# Work to do:
Format the part of the listing that opens with the line containing "Drop one marker on each instance of the calm" and closes with the line containing "[[316, 552]]" as a two-column CSV headed text and answer. Give one row for each text with its answer, and put each value in a single quoted field with line breaks replaced by spaces.

# Materials provided:
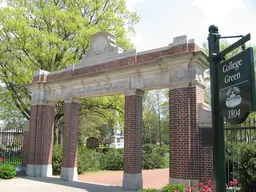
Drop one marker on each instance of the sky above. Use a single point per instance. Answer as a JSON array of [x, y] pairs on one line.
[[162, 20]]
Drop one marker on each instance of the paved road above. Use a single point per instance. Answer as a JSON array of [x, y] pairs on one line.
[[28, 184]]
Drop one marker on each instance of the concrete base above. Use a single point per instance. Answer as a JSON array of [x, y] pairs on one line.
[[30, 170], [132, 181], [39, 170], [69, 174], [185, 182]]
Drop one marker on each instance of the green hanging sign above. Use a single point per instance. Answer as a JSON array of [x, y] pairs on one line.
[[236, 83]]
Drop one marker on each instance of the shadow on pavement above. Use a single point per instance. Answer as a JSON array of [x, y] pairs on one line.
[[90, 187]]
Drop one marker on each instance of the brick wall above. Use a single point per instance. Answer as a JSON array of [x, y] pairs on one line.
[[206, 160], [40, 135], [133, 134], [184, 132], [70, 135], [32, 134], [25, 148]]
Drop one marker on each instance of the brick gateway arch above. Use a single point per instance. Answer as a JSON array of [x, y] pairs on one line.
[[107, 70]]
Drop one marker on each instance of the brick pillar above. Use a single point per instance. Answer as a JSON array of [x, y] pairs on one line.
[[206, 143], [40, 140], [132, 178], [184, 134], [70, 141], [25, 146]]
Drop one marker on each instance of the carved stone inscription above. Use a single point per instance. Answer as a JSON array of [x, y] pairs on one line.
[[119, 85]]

==

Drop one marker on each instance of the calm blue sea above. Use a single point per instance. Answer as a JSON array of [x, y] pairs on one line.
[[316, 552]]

# Response below:
text,answer
"Drop one marker on each instance of the calm blue sea above. Use a single point per instance. Answer as a JSON array of [x, y] pairs on one line.","[[316, 552]]"